## Required work
Omit all pictures and give the records below again exactly as written.

— Start —

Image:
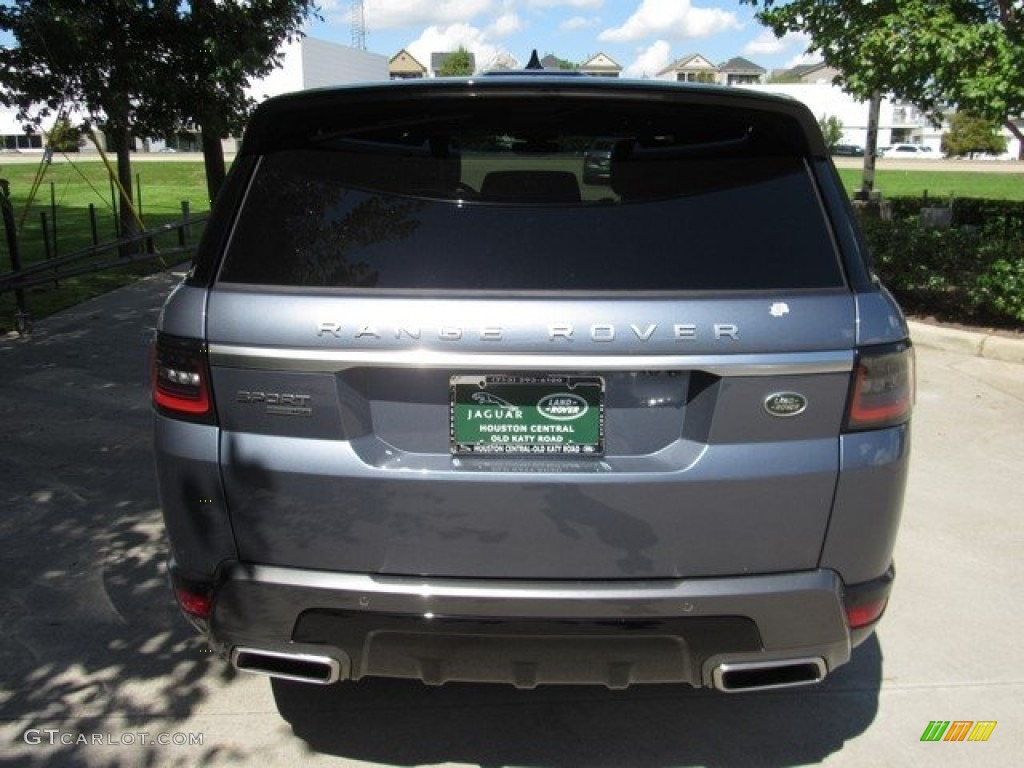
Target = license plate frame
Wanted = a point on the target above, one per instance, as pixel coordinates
(526, 415)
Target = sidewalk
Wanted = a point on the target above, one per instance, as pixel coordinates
(974, 343)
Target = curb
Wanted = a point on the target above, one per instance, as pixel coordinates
(977, 344)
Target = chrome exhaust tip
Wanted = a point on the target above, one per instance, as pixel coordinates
(303, 668)
(785, 673)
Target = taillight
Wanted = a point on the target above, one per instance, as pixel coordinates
(882, 389)
(181, 379)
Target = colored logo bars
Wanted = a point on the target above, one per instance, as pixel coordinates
(958, 730)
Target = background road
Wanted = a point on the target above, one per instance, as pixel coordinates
(92, 649)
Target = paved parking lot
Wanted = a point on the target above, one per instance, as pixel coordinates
(96, 668)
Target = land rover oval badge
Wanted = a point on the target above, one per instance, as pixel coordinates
(784, 404)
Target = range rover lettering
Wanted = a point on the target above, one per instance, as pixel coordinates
(465, 406)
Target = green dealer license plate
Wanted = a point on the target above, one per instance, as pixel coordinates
(527, 414)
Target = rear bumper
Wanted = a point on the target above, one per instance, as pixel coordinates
(525, 633)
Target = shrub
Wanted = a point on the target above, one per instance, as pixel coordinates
(971, 272)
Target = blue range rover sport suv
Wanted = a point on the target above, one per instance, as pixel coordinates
(439, 400)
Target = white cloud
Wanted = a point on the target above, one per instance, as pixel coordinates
(436, 39)
(650, 60)
(388, 14)
(579, 23)
(565, 3)
(766, 44)
(674, 19)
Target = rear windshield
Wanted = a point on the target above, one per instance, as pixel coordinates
(534, 211)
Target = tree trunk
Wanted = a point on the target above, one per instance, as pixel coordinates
(213, 158)
(119, 134)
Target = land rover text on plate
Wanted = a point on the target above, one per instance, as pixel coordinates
(436, 402)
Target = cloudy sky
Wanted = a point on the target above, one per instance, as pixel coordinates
(643, 36)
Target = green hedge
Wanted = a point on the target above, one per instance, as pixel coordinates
(971, 272)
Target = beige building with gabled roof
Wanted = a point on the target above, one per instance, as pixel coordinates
(403, 66)
(601, 66)
(690, 69)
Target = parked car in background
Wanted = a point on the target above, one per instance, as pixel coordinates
(429, 406)
(907, 152)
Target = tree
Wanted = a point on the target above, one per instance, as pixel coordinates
(832, 129)
(968, 135)
(64, 136)
(144, 68)
(216, 49)
(459, 64)
(930, 52)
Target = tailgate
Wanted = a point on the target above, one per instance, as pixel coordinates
(717, 450)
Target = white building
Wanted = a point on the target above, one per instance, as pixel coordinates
(309, 62)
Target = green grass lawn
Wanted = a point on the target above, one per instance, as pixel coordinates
(940, 184)
(68, 188)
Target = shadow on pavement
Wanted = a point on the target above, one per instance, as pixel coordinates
(90, 641)
(406, 723)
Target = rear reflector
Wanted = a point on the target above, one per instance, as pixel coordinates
(882, 389)
(865, 613)
(195, 603)
(181, 379)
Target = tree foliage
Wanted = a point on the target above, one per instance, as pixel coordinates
(458, 64)
(930, 52)
(971, 135)
(144, 68)
(216, 49)
(64, 136)
(91, 59)
(832, 130)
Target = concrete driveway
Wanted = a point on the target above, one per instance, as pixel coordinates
(96, 669)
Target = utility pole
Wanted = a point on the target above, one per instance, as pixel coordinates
(871, 147)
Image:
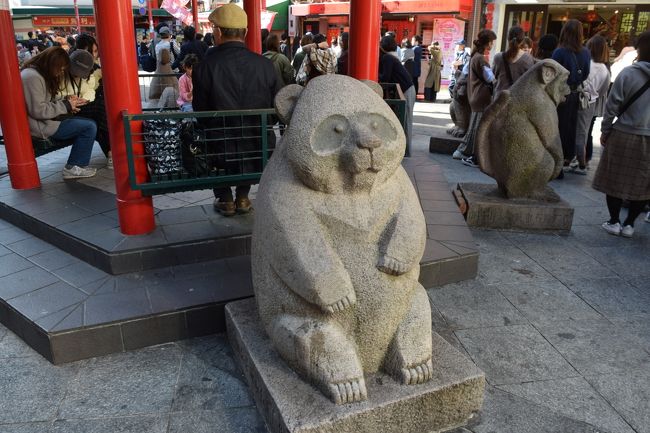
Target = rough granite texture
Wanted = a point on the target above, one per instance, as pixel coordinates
(518, 141)
(337, 243)
(488, 208)
(289, 405)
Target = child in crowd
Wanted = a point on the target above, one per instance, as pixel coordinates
(185, 83)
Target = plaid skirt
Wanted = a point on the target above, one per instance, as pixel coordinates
(624, 168)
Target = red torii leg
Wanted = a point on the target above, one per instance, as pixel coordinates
(253, 9)
(116, 37)
(365, 22)
(23, 170)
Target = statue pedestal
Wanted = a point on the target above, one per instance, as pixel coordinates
(487, 208)
(290, 405)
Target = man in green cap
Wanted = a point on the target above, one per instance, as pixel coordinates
(231, 77)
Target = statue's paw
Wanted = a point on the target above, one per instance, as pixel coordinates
(420, 373)
(392, 266)
(343, 304)
(351, 391)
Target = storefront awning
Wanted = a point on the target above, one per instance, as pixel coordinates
(387, 7)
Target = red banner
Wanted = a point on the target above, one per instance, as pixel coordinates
(54, 21)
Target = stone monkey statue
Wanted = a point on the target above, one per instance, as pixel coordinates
(337, 242)
(518, 141)
(459, 108)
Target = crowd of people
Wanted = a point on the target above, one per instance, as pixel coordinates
(62, 83)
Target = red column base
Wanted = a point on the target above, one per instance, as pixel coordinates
(24, 175)
(135, 216)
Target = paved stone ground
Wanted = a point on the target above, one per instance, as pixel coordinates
(560, 325)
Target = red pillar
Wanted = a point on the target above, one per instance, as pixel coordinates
(254, 37)
(23, 170)
(195, 15)
(115, 34)
(365, 24)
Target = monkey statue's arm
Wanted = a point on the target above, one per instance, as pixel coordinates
(306, 262)
(405, 234)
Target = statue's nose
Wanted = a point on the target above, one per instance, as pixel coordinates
(366, 139)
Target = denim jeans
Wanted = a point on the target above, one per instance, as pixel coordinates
(82, 133)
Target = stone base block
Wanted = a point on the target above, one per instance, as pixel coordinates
(444, 144)
(290, 405)
(487, 208)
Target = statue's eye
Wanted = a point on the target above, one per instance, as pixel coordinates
(328, 137)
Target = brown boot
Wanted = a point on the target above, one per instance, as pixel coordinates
(243, 205)
(225, 208)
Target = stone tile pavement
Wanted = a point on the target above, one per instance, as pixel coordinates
(560, 325)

— End —

## The completed task
Image:
Target = license plate frame
Wanted = a point on the target above, one per instance, as pixel coordinates
(526, 415)
Target = sidewalk
Wanted = a point on the target above, one per instance, as pixel coordinates
(974, 343)
Target = curb
Wanted = a point on the target above, one per instance, as pixel coordinates
(977, 344)
Target = chrome exhaust tip
Wanted = a point on the target above, one per instance, as pixel coordinates
(303, 668)
(785, 673)
Target = taillight
Wanted = a point on the target above, one per instance, as pixel coordinates
(882, 389)
(181, 379)
Target = colored logo bars
Wanted = a point on the target above, one per instance, as pixel coordinates
(958, 730)
Target = background road
Wanted = a point on the target above, one per instance, as pixel coordinates
(92, 649)
Target = paved parking lot
Wanted = a point on the target above, one per instance, as pixel coordinates
(96, 668)
Target = land rover oval badge
Wanted = a point on the target above, one per instance, as pixel coordinates
(784, 404)
Target = range rover lettering
Wanted = a point on the target above, one per instance, as pixel coordinates
(465, 406)
Target = green dealer license plate
Wanted = a point on the target above, one per instance, as pixel coordinates
(527, 414)
Target = rear bumper
Wanted = a point on the target above, one per instance, as pixel coordinates
(525, 633)
Target = shrub
Wanted = a point on the target above, one per instance, as pixel coordinates
(971, 272)
Target = blue range rover sport suv
Wanted = a point on the target above, one per instance, as pixel coordinates
(439, 400)
Target = white cloud
Wanted = a point on the target above, one per instance, as pixel coordinates
(436, 39)
(650, 60)
(388, 14)
(579, 23)
(565, 3)
(766, 44)
(674, 19)
Target = rear windshield
Wanted = a point on the target above, one per instance, as pixel coordinates
(534, 211)
Target = tree trunk
Wanted = a point on the target above, one per instance, as pixel coordinates
(213, 158)
(119, 134)
Target = land rover text on plate
Wanted = a point on the target above, one per instance, as pixel coordinates
(436, 402)
Target = cloudy sky
Wanted = a point on the target above, one per instance, as pixel coordinates
(643, 36)
Target = green hedge
Wanted = a point on the target above, one per instance, as pixel coordinates
(971, 272)
Target = beige building with gabled roof
Wanted = a point on the target above, one per instance, as pixel coordinates
(403, 66)
(601, 66)
(690, 69)
Target = parked car in background
Wanted = a point on the target above, one per instance, as pixel coordinates
(429, 406)
(907, 152)
Target = tree
Wanted = a point on the target above, one per instance, as pixel coordinates
(832, 129)
(968, 135)
(64, 136)
(144, 68)
(216, 49)
(459, 64)
(930, 52)
Target = tailgate
Wanted = a point on the target above, one per instance, as pixel coordinates
(717, 450)
Target = white building
Wanted = a point on the target above, one per instance, as pixel coordinates
(309, 62)
Target = green grass lawn
Wanted = a point on the target above, one per instance, as pixel coordinates
(940, 184)
(68, 188)
Target = shadow on pavement
Wanted = a point on the target above, one per instance, as pixel coordinates
(90, 641)
(406, 723)
Target = rear reflector
Wanted = a point on the target above, one per instance, as pixel coordinates
(882, 389)
(865, 613)
(195, 603)
(181, 379)
Target = tree foliage
Wanted = a point on the target above, one per instance, as pixel coordinates
(458, 64)
(930, 52)
(971, 135)
(144, 68)
(216, 49)
(64, 136)
(91, 59)
(832, 130)
Target = concrete driveway
Wanted = a point on the target above, one per instance, as pixel coordinates
(96, 669)
Target = utility pole
Wanted = a point on the target above, one per instance, as pixel coordinates
(871, 147)
Image:
Target = rough granite texture
Wanted = a point on the target above, one per instance, as pixel coordinates
(518, 141)
(337, 243)
(488, 208)
(289, 405)
Target = child in crowd
Wanted = a point on the target above, one per instance, as pixel coordinates
(185, 83)
Target = plaid skirt
Wanted = a point on the target above, one per instance, as pixel coordinates
(624, 168)
Target = red torii leg
Wanted = a point on the target above, one per instance, as pixel coordinates
(253, 9)
(116, 37)
(365, 22)
(23, 170)
Target = statue pedestal
Wanted = a point on the target above, one per instance, as pixel coordinates
(487, 208)
(290, 405)
Target = man in green cap
Wanted = a point on the target above, one per instance, as pixel coordinates
(231, 77)
Target = statue's paw
Wanted = a point on the target above, one per instance, as pixel coordinates
(420, 373)
(392, 266)
(343, 304)
(351, 391)
Target = storefront awning
Wanted = a point on the target above, one per instance, as pixel coordinates
(387, 7)
Target = red banner
Wanted = a point on the target above, one per instance, as pixel coordinates
(54, 21)
Target = stone monkey statue
Wanted = a point on the target above, one per instance, as pixel coordinates
(337, 242)
(518, 141)
(459, 108)
Target = crowd of people
Wanted = a point on the target above, one per instance, as pixel coordinates
(62, 83)
Target = red column base
Wanted = a point on the target above, one per instance, as pixel coordinates
(24, 175)
(135, 216)
Target = paved stone ground
Wanted = a point on the target above, one per instance, as pixel coordinates
(560, 325)
Target = red pillar
Wanted = a point on the target above, one per instance, as pixel coordinates
(254, 37)
(23, 170)
(195, 15)
(115, 34)
(365, 24)
Target = monkey statue's arm
Wanted = a point on the target above, one per instance, as pixel coordinates
(306, 262)
(405, 234)
Target = statue's nose
Wanted = a point on the target above, one per instance, as pixel coordinates
(366, 139)
Target = denim jeans
Wanted = a point on the target above, one per instance, as pixel coordinates
(82, 133)
Target = stone base block
Wanted = a point on the target above, one per instance, as pixel coordinates
(444, 144)
(290, 405)
(487, 208)
Target = statue's eye
Wanted = a point on the target above, one per instance, as pixel coordinates
(328, 137)
Target = brown boot
Wanted = a point on the target above, one per instance, as pixel coordinates
(243, 205)
(225, 208)
Target = stone tile pavement
Wanted = a point on the target above, one per instance, as pixel coordinates
(560, 325)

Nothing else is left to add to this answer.